- **Stated exercise**: Extract all of the items below and reproduce each line verbatim.

- **Data excerpts**:
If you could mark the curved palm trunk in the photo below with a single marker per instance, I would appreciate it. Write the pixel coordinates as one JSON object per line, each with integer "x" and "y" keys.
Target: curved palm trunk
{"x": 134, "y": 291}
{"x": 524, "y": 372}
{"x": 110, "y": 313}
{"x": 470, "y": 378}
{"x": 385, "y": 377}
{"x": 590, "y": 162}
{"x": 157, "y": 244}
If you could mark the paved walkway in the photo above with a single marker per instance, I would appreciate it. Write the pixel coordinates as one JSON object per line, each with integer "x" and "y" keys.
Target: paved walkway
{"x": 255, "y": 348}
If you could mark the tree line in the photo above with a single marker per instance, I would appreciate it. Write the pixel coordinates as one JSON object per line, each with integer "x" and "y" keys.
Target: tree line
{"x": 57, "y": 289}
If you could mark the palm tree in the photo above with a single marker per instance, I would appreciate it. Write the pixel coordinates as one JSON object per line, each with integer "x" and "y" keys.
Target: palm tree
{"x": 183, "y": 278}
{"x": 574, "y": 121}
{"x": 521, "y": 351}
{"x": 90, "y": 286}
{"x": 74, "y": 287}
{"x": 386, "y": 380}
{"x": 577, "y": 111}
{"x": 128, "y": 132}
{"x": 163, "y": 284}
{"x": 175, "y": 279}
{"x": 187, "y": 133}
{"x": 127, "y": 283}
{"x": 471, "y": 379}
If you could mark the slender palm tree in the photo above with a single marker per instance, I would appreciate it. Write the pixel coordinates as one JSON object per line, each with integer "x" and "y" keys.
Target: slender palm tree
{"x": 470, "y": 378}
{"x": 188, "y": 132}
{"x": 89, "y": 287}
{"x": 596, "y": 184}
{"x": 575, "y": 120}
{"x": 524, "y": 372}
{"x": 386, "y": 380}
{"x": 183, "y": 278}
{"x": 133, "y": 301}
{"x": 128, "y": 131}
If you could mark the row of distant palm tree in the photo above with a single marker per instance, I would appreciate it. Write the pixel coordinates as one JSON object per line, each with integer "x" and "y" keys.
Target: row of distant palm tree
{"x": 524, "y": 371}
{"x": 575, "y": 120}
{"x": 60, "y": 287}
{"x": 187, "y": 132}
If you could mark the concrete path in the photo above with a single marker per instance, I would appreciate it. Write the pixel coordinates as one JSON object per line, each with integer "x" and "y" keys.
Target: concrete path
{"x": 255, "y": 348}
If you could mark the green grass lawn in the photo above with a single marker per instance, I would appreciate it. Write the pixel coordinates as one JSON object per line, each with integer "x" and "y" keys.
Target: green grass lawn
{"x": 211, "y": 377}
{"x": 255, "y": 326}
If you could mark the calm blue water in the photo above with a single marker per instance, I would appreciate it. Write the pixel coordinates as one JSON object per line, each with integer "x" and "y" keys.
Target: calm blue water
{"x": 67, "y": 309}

- **Solution for this task**:
If you could mark the curved palm trunk in the photo below with a single marker per instance, I would appreciate it. Write the pixel coordinates as one JSON object per line, each with integer "x" and "y" keys.
Target: curved palm trunk
{"x": 134, "y": 291}
{"x": 524, "y": 372}
{"x": 110, "y": 313}
{"x": 470, "y": 378}
{"x": 385, "y": 377}
{"x": 590, "y": 162}
{"x": 157, "y": 244}
If you could mark the paved walkway in the photo above with a single marker per instance, I would appreciate it. Write the pixel coordinates as one JSON object per line, each with integer "x" and "y" keys.
Target: paved walkway
{"x": 255, "y": 348}
If you could mark the tree line in the photo above with a single marker per instance, I would appreciate it. Write the pixel coordinates as one JSON object per line, each with integer "x" and "y" keys.
Target: tree line
{"x": 57, "y": 289}
If you could mark the palm tree in the photo above with a single marker per instance, I would appreciate it. Write the pixel coordinates as one JSON object per line, each with integer "x" and "y" keys.
Target: palm tree
{"x": 183, "y": 278}
{"x": 574, "y": 121}
{"x": 521, "y": 351}
{"x": 90, "y": 286}
{"x": 74, "y": 287}
{"x": 386, "y": 380}
{"x": 577, "y": 111}
{"x": 128, "y": 132}
{"x": 163, "y": 284}
{"x": 175, "y": 279}
{"x": 187, "y": 133}
{"x": 127, "y": 283}
{"x": 471, "y": 379}
If you could mark the slender palm tree in the photo above with a single marker per instance, I would appreciate it. Write the pixel coordinates as one JSON object per line, each with integer "x" and "y" keys.
Target: slender palm tree
{"x": 470, "y": 378}
{"x": 188, "y": 132}
{"x": 89, "y": 287}
{"x": 596, "y": 184}
{"x": 575, "y": 120}
{"x": 524, "y": 372}
{"x": 386, "y": 380}
{"x": 183, "y": 278}
{"x": 133, "y": 301}
{"x": 128, "y": 131}
If you could mark the row of distant palm tree in the photo above with a single marker per instance, I would appreciate it. Write the pixel coordinates as one JSON object per line, each with integer "x" and "y" keys.
Target: row of distant palm tree
{"x": 524, "y": 371}
{"x": 575, "y": 120}
{"x": 60, "y": 287}
{"x": 187, "y": 132}
If you could mark the concrete path in the photo above with a single marker per instance, I would appreciate it. Write the pixel coordinates as one JSON object per line, each with integer "x" and "y" keys.
Target: concrete path
{"x": 255, "y": 348}
If you could mark the green grass lawn in the photo above with a single marker per instance, I would appreciate it. Write the pixel coordinates as one JSON object per line, each with integer "x" and "y" keys.
Target: green grass lawn
{"x": 211, "y": 377}
{"x": 255, "y": 326}
If you could mark the calm blue water in the photo above with a single marker per instance, I would appreciate it. Write the pixel coordinates as one JSON object per line, each with integer "x" and "y" keys.
Target: calm blue water
{"x": 67, "y": 309}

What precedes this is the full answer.